───── Exercise input ─────

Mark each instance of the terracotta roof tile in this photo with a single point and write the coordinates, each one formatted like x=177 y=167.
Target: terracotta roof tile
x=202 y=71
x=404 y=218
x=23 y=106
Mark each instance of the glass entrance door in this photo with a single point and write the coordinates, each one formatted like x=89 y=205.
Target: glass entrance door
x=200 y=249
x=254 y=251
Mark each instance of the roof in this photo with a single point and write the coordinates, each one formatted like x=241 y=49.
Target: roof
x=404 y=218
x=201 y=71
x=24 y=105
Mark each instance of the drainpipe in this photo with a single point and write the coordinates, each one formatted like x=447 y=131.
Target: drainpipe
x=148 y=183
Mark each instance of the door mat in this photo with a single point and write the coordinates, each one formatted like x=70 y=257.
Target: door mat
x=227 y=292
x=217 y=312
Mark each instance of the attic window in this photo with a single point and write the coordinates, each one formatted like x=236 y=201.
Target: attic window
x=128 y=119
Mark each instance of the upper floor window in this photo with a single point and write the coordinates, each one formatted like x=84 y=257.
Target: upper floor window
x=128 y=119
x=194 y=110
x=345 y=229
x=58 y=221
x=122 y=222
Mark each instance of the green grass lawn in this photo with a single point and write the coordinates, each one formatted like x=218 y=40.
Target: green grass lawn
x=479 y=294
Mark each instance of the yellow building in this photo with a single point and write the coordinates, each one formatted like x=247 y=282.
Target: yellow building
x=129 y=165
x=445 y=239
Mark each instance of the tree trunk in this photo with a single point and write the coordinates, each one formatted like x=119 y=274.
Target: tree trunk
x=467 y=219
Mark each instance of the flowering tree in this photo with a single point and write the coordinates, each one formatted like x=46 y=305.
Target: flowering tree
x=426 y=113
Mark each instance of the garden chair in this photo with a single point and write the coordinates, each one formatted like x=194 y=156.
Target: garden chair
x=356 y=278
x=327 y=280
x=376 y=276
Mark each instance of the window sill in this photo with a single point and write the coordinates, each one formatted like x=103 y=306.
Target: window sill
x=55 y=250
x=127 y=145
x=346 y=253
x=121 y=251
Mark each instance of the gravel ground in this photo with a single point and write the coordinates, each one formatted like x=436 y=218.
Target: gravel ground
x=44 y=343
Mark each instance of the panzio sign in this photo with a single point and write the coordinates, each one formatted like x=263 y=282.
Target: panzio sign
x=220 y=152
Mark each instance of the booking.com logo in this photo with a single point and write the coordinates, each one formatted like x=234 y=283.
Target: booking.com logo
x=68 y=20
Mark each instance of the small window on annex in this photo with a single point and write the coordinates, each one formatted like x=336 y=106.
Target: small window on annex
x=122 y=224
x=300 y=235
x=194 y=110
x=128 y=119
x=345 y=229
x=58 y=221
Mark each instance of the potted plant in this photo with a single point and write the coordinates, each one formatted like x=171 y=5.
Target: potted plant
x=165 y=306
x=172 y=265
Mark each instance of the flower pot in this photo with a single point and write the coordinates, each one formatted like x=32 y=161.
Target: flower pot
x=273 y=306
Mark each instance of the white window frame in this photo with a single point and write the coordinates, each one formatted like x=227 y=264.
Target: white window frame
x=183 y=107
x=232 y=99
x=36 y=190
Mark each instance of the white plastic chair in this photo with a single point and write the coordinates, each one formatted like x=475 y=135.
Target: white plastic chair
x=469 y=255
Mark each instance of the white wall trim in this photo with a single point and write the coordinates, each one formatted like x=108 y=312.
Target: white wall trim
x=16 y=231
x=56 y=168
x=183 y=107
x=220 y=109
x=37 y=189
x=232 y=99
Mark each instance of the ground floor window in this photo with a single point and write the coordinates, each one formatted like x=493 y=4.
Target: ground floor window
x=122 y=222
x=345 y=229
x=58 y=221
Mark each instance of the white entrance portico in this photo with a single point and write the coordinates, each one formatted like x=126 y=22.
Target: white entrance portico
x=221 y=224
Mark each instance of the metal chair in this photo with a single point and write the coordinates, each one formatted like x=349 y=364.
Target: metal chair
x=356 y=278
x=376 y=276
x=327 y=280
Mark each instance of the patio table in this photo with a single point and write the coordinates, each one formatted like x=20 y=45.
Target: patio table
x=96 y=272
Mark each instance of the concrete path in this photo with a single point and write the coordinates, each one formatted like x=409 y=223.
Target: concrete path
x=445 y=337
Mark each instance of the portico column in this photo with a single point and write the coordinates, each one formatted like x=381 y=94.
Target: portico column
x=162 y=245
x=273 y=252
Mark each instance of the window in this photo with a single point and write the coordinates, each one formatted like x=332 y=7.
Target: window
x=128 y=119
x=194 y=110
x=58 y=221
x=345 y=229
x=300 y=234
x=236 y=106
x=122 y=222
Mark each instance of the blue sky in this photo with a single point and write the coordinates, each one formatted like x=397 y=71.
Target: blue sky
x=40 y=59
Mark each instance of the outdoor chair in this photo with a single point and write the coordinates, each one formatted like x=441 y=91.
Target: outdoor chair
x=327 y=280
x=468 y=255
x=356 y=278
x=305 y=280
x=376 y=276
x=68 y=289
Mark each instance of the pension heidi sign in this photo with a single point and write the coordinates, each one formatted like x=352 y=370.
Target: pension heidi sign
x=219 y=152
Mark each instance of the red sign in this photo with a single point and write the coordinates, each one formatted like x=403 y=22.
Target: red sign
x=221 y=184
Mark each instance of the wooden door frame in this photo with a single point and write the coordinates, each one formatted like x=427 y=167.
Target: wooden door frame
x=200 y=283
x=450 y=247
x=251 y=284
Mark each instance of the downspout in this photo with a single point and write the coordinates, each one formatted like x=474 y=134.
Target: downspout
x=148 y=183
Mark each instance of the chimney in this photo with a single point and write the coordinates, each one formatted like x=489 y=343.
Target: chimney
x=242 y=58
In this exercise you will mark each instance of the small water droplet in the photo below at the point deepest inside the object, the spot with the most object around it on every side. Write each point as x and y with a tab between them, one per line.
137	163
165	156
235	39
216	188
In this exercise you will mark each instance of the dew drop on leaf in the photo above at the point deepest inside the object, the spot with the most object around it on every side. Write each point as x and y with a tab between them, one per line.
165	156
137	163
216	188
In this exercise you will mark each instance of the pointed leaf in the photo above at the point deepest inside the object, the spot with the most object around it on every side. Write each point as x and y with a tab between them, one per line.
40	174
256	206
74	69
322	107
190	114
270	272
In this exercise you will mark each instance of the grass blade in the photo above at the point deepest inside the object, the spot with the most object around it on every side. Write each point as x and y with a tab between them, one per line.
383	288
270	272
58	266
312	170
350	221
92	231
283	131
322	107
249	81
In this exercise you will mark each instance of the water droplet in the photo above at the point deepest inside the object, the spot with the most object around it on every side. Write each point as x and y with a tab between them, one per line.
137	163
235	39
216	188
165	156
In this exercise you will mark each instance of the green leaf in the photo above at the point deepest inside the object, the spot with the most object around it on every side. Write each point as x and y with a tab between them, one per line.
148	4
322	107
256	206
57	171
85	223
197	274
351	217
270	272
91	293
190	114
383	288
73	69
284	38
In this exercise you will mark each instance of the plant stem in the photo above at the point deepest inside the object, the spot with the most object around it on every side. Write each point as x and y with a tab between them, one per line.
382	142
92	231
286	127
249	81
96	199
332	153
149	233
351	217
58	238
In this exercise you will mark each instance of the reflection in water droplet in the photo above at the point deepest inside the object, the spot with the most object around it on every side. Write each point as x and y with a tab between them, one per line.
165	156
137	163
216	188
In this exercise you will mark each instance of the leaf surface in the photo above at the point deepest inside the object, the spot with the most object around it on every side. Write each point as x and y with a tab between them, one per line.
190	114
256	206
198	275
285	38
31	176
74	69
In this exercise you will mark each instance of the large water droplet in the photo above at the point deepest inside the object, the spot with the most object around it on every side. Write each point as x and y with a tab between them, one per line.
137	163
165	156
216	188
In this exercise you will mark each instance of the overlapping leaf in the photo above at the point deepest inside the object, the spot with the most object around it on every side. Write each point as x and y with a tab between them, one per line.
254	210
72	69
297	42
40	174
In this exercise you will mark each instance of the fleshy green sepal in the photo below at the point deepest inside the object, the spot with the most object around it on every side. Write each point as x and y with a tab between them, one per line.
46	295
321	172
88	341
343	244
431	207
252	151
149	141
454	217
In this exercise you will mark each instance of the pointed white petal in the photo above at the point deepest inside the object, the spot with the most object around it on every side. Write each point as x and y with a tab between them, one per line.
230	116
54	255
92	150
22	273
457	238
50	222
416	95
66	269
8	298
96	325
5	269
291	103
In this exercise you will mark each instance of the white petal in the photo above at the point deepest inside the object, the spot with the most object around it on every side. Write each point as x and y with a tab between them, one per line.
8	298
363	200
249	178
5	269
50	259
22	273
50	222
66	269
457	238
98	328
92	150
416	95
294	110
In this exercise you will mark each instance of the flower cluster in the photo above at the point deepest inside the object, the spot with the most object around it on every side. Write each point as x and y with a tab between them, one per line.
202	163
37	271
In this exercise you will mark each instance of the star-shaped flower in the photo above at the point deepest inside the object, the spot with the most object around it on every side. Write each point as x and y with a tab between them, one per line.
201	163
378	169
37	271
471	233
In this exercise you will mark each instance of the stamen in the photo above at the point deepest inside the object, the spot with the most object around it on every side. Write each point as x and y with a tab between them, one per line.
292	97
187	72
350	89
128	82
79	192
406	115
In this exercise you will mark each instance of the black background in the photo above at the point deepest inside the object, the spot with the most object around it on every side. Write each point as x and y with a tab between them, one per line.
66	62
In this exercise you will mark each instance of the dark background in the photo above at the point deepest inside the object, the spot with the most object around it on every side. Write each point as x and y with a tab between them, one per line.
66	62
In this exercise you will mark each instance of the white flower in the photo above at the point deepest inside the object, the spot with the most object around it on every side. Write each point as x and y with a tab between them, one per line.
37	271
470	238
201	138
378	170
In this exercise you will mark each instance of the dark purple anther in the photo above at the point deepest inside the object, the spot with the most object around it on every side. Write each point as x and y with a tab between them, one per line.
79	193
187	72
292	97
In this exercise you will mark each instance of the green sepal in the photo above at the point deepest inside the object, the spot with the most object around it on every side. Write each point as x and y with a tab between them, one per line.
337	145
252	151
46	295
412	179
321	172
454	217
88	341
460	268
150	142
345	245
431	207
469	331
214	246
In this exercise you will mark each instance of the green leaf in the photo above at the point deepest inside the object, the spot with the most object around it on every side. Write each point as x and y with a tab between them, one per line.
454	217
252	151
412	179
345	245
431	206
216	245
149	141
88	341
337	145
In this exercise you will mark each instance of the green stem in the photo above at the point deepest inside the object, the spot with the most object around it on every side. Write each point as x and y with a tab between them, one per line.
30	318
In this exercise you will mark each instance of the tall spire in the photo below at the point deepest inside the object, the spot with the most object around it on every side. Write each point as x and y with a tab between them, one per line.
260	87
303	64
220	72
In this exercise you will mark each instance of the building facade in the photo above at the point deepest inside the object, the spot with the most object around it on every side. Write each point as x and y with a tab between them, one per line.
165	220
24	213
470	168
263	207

─────

▶ [Problem to work on]
From the listing above, the lines starting with the one that has "Mark each instance of the tree" and running through the one that has "Mark each instance of the small window" should be copied exactly, ends included.

▶ [Task answer]
Mark each instance of the tree trunk in this photo with a single point and write the coordinates, each one formatted like x=119 y=274.
Target: tree trunk
x=467 y=219
Mark each instance of the flowering tree in this photo with a single point and write the coordinates, each one formatted like x=46 y=305.
Target: flowering tree
x=426 y=113
Mark each instance of the garden chair in this photo with a single point and write the coordinates, each one formatted like x=194 y=156.
Target: garden chair
x=356 y=278
x=327 y=280
x=376 y=276
Mark each instance of the window sill in this photo with a single point and write the coordinates, each one formatted like x=103 y=306.
Target: window sill
x=55 y=250
x=127 y=145
x=346 y=253
x=121 y=251
Mark each instance of the gravel ground in this photo with a single point and write the coordinates, each one formatted like x=436 y=218.
Target: gravel ground
x=44 y=343
Mark each instance of the panzio sign in this photo with a single point and write the coordinates, each one formatted like x=263 y=282.
Target: panzio sign
x=220 y=152
Mark each instance of the booking.com logo in this photo with a single point and write the coordinates, each one formatted like x=234 y=283.
Target: booking.com logo
x=68 y=20
Mark each instance of the small window on annex in this photo with a single point and write the coordinates, each one formatted like x=336 y=106.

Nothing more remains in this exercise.